WHAT THE TASK ASKS ->
Could you filter the data below down to the lines that hold the word "hazy"?

● ● ● ● ● ● ●

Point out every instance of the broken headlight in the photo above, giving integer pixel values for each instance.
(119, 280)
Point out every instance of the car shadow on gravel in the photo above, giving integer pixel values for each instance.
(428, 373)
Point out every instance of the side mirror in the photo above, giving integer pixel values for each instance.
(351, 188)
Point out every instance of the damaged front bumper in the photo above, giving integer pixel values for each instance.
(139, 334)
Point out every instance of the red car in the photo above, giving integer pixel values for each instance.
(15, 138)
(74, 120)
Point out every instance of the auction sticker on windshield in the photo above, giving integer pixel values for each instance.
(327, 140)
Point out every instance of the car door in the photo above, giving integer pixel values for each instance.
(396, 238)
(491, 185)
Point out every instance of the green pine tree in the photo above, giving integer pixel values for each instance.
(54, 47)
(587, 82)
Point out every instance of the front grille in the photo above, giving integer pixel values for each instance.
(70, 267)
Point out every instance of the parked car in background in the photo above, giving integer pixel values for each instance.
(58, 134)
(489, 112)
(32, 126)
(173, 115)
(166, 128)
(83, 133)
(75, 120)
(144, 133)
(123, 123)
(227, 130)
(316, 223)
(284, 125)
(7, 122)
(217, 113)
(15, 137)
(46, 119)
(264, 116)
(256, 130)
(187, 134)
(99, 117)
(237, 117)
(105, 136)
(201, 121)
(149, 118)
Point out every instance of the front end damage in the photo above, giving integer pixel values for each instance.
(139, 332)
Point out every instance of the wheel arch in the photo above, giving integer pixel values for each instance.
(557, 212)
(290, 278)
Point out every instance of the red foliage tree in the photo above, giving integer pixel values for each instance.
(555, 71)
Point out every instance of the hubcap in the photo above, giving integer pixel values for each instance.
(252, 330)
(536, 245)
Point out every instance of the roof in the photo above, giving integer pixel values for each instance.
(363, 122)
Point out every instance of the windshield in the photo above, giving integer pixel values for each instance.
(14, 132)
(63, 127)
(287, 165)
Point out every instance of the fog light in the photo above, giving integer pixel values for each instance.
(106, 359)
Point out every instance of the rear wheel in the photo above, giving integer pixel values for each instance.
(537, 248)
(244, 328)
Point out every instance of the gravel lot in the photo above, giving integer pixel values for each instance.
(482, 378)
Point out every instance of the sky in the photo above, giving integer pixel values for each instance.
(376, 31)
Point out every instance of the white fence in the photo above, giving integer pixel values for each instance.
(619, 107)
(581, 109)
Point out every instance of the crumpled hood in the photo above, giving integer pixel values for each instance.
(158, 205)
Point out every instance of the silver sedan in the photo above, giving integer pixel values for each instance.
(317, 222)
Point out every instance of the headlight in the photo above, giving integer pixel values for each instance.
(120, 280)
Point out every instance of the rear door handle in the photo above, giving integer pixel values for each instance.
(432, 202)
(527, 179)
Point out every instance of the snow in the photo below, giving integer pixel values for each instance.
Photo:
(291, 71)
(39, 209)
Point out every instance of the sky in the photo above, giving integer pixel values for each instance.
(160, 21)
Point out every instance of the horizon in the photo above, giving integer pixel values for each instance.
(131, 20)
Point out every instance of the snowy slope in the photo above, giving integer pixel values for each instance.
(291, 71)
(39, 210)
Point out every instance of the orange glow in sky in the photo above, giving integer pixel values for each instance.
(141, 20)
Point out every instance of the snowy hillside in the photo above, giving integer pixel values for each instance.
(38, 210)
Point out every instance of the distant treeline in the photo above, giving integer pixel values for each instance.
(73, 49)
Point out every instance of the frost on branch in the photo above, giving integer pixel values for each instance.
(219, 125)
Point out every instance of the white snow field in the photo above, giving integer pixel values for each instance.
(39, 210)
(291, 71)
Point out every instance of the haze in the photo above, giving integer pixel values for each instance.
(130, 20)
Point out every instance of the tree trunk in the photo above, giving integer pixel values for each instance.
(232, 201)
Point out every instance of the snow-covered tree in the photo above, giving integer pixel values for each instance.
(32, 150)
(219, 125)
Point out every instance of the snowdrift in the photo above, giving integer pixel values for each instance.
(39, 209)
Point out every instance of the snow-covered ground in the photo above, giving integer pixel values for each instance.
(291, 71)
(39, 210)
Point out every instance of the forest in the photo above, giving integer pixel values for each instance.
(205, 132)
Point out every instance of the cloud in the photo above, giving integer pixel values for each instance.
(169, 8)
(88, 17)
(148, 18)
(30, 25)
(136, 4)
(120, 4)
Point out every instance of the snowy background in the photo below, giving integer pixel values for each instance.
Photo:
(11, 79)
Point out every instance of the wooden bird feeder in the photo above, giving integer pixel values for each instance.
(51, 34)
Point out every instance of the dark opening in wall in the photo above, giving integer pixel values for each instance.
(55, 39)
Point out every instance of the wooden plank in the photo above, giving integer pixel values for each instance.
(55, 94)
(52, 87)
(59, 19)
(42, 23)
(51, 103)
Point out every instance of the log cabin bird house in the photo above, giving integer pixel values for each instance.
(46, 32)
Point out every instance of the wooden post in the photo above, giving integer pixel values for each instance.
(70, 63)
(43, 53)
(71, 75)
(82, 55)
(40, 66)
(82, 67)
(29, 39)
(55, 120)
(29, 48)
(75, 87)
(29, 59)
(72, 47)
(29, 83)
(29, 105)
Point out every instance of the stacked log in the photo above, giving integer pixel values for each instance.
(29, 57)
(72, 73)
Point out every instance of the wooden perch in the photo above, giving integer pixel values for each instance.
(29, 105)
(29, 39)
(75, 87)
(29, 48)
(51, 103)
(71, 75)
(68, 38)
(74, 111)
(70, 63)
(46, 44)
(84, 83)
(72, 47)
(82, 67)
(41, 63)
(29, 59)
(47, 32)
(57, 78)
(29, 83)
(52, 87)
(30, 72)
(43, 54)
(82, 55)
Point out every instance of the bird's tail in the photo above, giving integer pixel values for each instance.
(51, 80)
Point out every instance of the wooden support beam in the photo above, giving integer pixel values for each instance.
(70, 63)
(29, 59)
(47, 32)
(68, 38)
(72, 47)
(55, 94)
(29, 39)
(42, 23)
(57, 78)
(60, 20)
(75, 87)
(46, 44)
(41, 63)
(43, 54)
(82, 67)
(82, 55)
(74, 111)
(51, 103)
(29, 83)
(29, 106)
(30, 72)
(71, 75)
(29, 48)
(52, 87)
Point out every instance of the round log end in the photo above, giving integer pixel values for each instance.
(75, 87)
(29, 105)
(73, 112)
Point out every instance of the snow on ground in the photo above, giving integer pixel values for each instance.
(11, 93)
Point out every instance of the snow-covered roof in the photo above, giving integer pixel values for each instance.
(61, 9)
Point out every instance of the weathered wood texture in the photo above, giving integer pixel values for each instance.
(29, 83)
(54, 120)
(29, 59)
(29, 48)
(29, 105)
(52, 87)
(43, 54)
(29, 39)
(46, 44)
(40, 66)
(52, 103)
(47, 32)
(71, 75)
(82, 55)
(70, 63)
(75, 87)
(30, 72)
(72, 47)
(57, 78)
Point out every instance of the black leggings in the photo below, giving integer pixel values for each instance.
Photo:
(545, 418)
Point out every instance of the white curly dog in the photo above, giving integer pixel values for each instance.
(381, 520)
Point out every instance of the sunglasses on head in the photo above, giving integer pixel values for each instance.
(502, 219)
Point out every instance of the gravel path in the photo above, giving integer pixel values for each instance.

● ● ● ● ● ● ●

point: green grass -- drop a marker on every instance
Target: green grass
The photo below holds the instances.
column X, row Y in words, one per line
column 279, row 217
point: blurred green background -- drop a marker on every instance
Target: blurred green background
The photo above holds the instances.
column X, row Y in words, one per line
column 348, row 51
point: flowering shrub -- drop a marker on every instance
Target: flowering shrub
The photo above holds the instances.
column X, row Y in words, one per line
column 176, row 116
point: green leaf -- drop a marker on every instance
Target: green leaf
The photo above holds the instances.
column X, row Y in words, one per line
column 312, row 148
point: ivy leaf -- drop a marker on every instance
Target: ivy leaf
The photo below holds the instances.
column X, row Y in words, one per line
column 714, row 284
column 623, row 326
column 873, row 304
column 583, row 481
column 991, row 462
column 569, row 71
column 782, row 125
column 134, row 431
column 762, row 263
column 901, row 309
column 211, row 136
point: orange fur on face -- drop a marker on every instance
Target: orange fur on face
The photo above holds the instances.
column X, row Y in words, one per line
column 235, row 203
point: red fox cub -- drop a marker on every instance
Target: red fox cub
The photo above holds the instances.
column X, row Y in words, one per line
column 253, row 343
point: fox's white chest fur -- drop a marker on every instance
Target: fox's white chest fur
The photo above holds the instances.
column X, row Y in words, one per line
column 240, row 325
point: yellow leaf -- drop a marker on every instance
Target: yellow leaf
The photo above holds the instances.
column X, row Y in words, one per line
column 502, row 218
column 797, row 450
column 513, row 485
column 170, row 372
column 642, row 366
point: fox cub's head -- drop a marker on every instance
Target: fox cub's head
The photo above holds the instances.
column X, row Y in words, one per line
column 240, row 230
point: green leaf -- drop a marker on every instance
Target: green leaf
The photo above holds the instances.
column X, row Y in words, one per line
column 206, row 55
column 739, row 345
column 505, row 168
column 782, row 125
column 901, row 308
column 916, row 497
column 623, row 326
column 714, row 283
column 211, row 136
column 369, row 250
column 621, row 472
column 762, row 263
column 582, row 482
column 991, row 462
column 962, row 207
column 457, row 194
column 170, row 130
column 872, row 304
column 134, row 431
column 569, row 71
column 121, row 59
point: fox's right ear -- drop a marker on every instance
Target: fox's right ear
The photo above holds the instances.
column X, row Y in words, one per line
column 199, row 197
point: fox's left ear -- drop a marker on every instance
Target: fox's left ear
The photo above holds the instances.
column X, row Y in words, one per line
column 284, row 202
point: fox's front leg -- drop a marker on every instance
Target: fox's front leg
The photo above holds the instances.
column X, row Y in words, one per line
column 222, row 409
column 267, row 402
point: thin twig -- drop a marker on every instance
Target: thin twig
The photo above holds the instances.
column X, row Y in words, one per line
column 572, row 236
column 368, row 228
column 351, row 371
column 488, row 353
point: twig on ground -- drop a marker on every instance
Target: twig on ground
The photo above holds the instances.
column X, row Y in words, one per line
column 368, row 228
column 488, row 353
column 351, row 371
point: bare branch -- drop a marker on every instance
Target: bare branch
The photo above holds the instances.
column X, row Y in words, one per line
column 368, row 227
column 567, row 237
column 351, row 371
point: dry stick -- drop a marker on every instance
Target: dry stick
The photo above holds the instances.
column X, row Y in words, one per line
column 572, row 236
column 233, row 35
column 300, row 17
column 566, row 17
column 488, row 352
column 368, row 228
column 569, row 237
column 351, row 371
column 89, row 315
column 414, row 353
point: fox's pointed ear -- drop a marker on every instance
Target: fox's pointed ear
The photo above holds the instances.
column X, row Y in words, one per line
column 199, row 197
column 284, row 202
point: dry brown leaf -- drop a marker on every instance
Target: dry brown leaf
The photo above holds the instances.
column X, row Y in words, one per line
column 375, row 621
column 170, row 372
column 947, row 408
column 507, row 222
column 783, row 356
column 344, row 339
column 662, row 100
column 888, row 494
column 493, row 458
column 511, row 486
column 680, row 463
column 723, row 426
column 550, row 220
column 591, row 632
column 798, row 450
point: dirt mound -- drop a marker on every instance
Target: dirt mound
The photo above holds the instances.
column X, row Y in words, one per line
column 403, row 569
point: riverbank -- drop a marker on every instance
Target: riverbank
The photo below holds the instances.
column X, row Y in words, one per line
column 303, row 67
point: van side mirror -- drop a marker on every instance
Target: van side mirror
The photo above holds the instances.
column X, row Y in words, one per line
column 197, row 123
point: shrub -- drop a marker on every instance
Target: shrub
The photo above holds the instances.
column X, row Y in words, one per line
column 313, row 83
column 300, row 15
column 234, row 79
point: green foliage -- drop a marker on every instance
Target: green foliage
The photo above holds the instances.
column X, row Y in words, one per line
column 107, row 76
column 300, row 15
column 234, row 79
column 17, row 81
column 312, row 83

● ● ● ● ● ● ●

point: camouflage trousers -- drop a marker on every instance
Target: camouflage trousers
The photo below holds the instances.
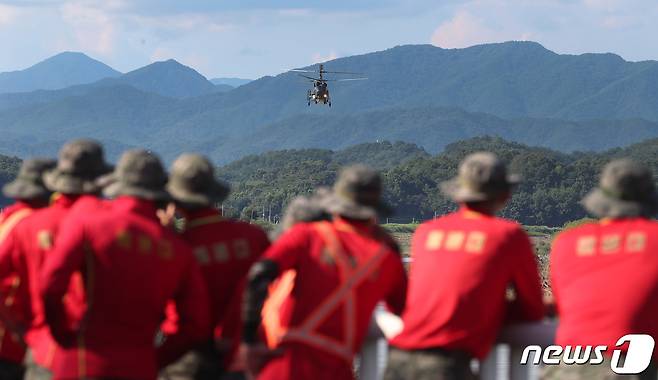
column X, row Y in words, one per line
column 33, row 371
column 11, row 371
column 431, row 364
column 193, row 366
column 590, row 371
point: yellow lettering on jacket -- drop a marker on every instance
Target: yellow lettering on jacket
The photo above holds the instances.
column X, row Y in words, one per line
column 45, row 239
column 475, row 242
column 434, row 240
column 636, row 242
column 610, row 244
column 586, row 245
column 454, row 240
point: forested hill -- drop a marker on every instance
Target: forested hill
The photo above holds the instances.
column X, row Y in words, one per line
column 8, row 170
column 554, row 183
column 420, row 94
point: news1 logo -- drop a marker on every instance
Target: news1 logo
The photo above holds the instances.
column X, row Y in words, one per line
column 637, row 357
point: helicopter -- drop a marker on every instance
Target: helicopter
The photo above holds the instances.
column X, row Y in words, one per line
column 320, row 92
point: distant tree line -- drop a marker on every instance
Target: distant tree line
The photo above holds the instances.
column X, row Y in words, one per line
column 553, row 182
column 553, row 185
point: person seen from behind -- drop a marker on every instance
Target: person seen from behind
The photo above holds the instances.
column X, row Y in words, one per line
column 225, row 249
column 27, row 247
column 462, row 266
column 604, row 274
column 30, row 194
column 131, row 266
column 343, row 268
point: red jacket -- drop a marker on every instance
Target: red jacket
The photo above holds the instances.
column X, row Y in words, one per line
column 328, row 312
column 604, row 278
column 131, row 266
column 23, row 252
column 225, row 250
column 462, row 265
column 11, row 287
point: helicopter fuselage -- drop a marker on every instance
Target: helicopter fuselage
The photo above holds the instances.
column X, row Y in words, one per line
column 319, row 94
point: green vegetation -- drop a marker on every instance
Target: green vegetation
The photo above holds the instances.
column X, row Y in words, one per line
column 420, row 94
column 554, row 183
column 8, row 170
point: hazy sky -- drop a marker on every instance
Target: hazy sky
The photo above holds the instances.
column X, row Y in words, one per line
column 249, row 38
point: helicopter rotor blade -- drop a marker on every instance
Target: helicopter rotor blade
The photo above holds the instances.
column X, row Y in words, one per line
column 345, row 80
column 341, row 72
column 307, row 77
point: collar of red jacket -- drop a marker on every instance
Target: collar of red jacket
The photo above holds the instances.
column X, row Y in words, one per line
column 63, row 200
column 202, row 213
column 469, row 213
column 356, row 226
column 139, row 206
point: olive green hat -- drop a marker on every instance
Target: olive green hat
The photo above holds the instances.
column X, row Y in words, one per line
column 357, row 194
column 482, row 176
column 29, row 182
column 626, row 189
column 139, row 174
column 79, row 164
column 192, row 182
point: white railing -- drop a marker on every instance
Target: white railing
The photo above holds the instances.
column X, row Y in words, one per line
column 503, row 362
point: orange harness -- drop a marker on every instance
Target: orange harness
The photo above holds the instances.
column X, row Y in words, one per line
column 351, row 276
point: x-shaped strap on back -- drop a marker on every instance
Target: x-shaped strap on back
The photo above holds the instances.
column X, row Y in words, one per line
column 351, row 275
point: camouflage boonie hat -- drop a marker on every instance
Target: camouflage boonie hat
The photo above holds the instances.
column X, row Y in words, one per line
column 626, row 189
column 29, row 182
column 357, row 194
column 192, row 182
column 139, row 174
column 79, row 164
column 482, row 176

● ● ● ● ● ● ●

EXERCISE OUTPUT ->
point: hazy sky -- drop a marker on every instance
Target: hazy sky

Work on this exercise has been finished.